[Stated goal]: Recast all the items below as a Markdown table with the columns Row and Line, giving each nonblank line its own numbered row. Leave the pictures out of the table.

★ ★ ★ ★ ★ ★ ★

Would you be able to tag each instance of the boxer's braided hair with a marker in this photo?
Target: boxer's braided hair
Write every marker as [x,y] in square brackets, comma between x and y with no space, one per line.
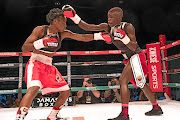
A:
[53,14]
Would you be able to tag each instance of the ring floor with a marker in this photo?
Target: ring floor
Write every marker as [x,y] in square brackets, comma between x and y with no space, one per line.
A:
[101,111]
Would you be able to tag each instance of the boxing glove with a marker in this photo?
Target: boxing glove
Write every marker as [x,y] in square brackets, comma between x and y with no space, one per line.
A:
[104,36]
[69,12]
[47,41]
[120,34]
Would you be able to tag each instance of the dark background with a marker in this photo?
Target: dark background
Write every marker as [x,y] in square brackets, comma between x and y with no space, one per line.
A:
[149,17]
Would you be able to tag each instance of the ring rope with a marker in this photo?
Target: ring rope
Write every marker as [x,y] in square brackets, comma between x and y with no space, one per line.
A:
[177,85]
[172,57]
[8,54]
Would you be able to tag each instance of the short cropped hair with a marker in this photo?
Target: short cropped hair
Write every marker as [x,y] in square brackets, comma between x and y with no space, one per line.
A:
[53,14]
[116,9]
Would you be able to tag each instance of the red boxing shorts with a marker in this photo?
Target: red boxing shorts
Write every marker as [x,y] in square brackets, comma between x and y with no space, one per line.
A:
[40,72]
[139,68]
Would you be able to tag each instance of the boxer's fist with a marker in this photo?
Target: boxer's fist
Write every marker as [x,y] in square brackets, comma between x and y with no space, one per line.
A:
[50,40]
[119,33]
[103,36]
[68,11]
[107,37]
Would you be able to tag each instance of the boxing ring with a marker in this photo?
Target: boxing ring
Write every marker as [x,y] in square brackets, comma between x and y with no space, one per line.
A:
[101,111]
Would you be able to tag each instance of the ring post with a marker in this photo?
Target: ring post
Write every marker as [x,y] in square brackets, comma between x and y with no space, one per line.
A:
[69,68]
[20,75]
[162,40]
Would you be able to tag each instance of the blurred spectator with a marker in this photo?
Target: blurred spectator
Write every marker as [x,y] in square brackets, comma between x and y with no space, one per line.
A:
[91,96]
[103,99]
[114,94]
[16,103]
[9,102]
[1,101]
[76,100]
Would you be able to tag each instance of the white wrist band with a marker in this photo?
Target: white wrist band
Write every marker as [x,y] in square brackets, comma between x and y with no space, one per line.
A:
[97,36]
[126,40]
[76,19]
[38,44]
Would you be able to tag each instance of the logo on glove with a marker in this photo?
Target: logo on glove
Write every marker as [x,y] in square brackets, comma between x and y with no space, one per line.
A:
[58,79]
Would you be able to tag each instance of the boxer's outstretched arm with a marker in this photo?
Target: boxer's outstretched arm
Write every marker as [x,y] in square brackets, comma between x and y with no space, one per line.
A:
[86,37]
[92,27]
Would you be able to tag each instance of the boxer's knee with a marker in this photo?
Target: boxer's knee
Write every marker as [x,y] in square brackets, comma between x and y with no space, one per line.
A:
[65,93]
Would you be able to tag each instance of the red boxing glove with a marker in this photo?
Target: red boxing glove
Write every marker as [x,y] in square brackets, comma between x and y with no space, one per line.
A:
[50,40]
[68,11]
[120,33]
[107,37]
[104,36]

★ ★ ★ ★ ★ ★ ★

[Expected output]:
| Row | Line |
|---|---|
| 1 | Would you be able to tag each instance of the boxer's braided hair with a marker in this photo? |
| 2 | Target: boxer's braided hair |
| 3 | Write every marker as [x,y] in square brackets, comma between x and y with no space, one per line. |
| 4 | A: |
| 5 | [53,14] |
| 6 | Would you be able to tag each instance of the ring floor with a marker in this photo? |
| 7 | Target: ring floor |
| 8 | Write every marker as [x,y] in square brackets, comma between x and y with no space, one per line. |
| 9 | A: |
| 10 | [101,111] |
| 11 | Would you be able to tag each instance of the boxing glove with a marker in this photo? |
| 12 | Target: boxing glove |
| 13 | Write every marker as [x,y] in square brackets, comma between x and y with no space, one per line. |
| 14 | A: |
| 15 | [104,36] |
| 16 | [69,12] |
| 17 | [47,41] |
| 18 | [120,34] |
| 19 | Would you be able to tag each instance of the dark background with a marker in this photo? |
| 20 | Target: dark background |
| 21 | Write every marker as [x,y] in square brackets, comma between x and y with no space, one per line. |
| 22 | A: |
| 23 | [149,17] |
| 24 | Would you be able to tag each instance of the ring rope with a marker in this photo? |
| 25 | Target: ring rope |
| 26 | Write every marker as [x,y] in square brackets, comma between x and y with no space, one per line. |
| 27 | A: |
| 28 | [177,85] |
| 29 | [172,57] |
| 30 | [8,54] |
| 31 | Would you be able to tag each instance of the short cropped hair with a marker in this photo? |
| 32 | Target: short cropped hair |
| 33 | Write every marker as [x,y] in square brackets, comma between x and y with no space, one per line. |
| 34 | A: |
| 35 | [53,14] |
| 36 | [116,9] |
| 37 | Would you be able to tag each instance of the red boxing shorts with a marker in this photo? |
| 38 | Target: red boxing shorts |
| 39 | Write every marker as [x,y] in square brackets, comma between x and y with no space, one per line. |
| 40 | A: |
| 41 | [40,72] |
| 42 | [139,68] |
| 43 | Would you be able to tag each instance of the boxer's fist with a marker in this photo? |
| 44 | Target: boxer's fist |
| 45 | Write every marker as [x,y] in square brackets, comma between x and y with no space, one per line. |
| 46 | A: |
| 47 | [50,40] |
| 48 | [119,33] |
| 49 | [103,36] |
| 50 | [68,11] |
| 51 | [107,37] |
| 52 | Would you be able to tag each instance of the boxing ring with a marker in this photo? |
| 53 | Target: boxing ring |
| 54 | Write every marker as [x,y] in square brackets, comma between x and y with no space, one per line. |
| 55 | A: |
| 56 | [101,111] |
| 57 | Would you be able to tag each instance of the ring post with a marker in this photo? |
| 58 | Target: ring post |
| 59 | Write every marker as [x,y] in square brackets, comma between x and y with no space, one per line. |
| 60 | A: |
| 61 | [69,68] |
| 62 | [20,75] |
| 63 | [162,40] |
| 64 | Would you be able to tag each instance of the blurred spectator with a marker in this photo? |
| 65 | Target: blurred spectator |
| 66 | Write every marker as [x,y] in square brackets, comma between x and y with no space, one per line. |
| 67 | A: |
| 68 | [91,96] |
| 69 | [103,99] |
| 70 | [114,94] |
| 71 | [16,103] |
| 72 | [9,102] |
| 73 | [1,101] |
| 74 | [76,100] |
| 75 | Would you be able to tag each instance of the white wrist band with a marker in this photo? |
| 76 | Target: white wrist band |
| 77 | Write every marker as [x,y] in square brackets, comma between x and y with no space, one per line. |
| 78 | A: |
| 79 | [97,36] |
| 80 | [126,40] |
| 81 | [76,19] |
| 82 | [38,44] |
| 83 | Would you be able to tag each instance of the logo on glove with a marker in this photo? |
| 84 | Target: logo on glove |
| 85 | Write every marker as [x,y] in square brackets, comma between x and y with no space, one per line. |
| 86 | A: |
| 87 | [58,79] |
| 88 | Would you be able to tag each instance of the boxer's outstretched arm with a marker in this photo? |
| 89 | Target: boxer's outstretched arm |
| 90 | Write every marker as [x,y] in square brackets, comma between x and y with no space, one per line. |
| 91 | A: |
| 92 | [86,37] |
| 93 | [92,27] |
| 94 | Would you be able to tag each instance of the boxer's knee with a marker in this photo? |
| 95 | Target: boxer's knee |
| 96 | Write every marker as [x,y] in square brackets, comma between x and y with no space, one per line. |
| 97 | A: |
| 98 | [65,93] |
| 99 | Would you be able to tag each instance of the red boxing glove with a marker in this photo? |
| 100 | Target: red boxing glove |
| 101 | Write every marker as [x,y] in square brackets, comma between x and y with no space, one per line. |
| 102 | A: |
| 103 | [50,40] |
| 104 | [68,11] |
| 105 | [120,33] |
| 106 | [107,37] |
| 107 | [104,36] |